---------- Record extracts ----------

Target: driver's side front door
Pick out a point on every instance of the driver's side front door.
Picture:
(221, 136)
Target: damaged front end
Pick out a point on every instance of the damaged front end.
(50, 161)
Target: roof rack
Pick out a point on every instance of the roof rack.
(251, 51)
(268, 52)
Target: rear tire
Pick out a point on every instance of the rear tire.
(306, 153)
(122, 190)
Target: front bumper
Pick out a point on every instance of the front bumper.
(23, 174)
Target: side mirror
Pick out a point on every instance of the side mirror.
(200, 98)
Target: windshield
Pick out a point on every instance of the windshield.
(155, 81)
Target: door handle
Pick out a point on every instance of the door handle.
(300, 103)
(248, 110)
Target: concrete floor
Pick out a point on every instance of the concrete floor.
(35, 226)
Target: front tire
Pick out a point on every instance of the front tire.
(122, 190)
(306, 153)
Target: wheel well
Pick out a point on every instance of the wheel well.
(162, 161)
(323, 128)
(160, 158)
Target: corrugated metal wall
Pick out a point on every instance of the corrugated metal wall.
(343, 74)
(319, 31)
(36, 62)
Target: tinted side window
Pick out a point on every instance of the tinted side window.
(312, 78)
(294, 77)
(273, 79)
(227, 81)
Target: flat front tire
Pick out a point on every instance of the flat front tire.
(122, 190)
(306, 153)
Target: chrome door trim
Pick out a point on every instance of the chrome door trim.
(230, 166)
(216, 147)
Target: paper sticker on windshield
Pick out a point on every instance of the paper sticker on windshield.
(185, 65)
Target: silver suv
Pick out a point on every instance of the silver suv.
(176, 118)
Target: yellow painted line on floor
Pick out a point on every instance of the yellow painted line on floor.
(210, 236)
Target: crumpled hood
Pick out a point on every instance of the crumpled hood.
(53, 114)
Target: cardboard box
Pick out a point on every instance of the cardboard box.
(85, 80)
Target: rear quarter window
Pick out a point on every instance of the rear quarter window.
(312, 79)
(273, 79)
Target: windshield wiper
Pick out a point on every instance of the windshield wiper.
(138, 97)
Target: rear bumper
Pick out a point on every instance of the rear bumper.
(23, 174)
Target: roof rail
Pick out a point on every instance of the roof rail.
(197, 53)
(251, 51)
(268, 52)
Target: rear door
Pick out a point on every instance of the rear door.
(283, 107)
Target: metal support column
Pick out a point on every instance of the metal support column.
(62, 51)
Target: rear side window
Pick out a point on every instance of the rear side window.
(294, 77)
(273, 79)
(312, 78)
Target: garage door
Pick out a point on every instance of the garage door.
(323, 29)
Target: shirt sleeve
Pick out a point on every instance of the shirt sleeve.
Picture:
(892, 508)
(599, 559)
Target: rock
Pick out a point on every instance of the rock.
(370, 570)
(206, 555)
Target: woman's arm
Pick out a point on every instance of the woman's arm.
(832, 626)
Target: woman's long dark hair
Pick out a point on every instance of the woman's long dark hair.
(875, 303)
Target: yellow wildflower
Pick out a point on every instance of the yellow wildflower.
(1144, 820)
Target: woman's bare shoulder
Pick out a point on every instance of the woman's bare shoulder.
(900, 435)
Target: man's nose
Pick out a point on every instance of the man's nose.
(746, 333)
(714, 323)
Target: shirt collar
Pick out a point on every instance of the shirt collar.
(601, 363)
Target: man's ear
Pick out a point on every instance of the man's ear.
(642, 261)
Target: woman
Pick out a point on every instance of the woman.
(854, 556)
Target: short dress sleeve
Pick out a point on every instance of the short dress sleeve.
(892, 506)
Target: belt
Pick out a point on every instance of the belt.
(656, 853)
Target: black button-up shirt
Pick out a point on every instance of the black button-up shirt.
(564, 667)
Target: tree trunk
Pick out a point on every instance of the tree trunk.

----------

Which lines of the records above contain the word "trunk"? Report each one.

Target: tree trunk
Pick out a point on every instance of the tree trunk.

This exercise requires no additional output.